=== Source material ===

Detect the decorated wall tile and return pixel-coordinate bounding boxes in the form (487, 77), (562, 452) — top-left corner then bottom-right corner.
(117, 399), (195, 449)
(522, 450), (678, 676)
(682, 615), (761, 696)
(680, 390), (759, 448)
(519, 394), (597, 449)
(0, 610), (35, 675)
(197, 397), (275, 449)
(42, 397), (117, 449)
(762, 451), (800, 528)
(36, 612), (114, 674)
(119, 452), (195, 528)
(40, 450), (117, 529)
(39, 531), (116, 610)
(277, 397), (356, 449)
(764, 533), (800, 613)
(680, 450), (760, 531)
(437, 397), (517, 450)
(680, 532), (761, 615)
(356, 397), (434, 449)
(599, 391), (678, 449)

===

→ **Work to do**:
Copy every line of the records above, requests included, with each bounding-box coordinate in the answers multiplied by 0.75 and rounded to a whole number, halves rounded up. Leave the numbers in the requests and their format samples unchanged.

→ **Reply**:
Detect the decorated wall tile and return pixel-coordinate bounding boxes in the form (487, 77), (562, 452) — top-left corner then bottom-right corner.
(88, 299), (146, 337)
(392, 338), (509, 507)
(512, 461), (571, 522)
(510, 293), (569, 336)
(389, 296), (448, 337)
(0, 458), (26, 506)
(148, 298), (206, 337)
(32, 298), (88, 337)
(572, 338), (600, 396)
(27, 459), (86, 506)
(89, 339), (146, 396)
(30, 338), (88, 397)
(29, 398), (87, 458)
(208, 298), (267, 337)
(573, 400), (600, 460)
(510, 338), (570, 398)
(328, 298), (388, 338)
(510, 399), (571, 461)
(267, 298), (326, 337)
(449, 293), (509, 337)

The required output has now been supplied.